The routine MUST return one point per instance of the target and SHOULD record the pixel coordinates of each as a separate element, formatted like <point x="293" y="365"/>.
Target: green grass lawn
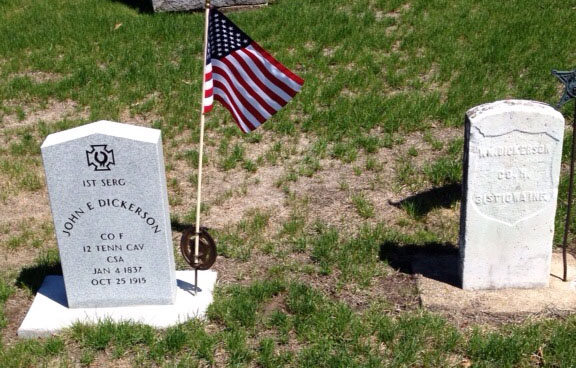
<point x="300" y="231"/>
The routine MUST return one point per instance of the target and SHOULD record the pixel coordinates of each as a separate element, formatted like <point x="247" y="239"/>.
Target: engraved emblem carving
<point x="100" y="157"/>
<point x="511" y="176"/>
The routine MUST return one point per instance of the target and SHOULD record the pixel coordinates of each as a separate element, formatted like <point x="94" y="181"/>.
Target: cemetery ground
<point x="318" y="213"/>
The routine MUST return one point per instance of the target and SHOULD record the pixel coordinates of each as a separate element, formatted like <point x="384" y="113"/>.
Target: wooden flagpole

§ The problem
Copy all the items again, substituting "procedure" for every "routine" and keeping the rest unchanged. Leave the pictures out.

§ The solution
The procedure MUST return one point per instance of the target and SHOULD record the pixel coordinates of each as a separate element, formatted like <point x="293" y="365"/>.
Target: green grass lawn
<point x="300" y="231"/>
The procedure MUST return one point per instance of the target and SHOULD record the pixel coordinates of each as a separate element, formatted like <point x="247" y="239"/>.
Target: engraved emblem carving
<point x="100" y="157"/>
<point x="511" y="176"/>
The procedure MUST return one point per instance of the target and SHOULD record the pixel coordinates of each as a separate element, formatted like <point x="94" y="181"/>.
Target: cemetery ground
<point x="318" y="213"/>
The procedure MUST return one point per instance of the target and SHOULD record the pixel coordinates of each as a separate element, formatted like <point x="384" y="113"/>.
Target: wooden flagpole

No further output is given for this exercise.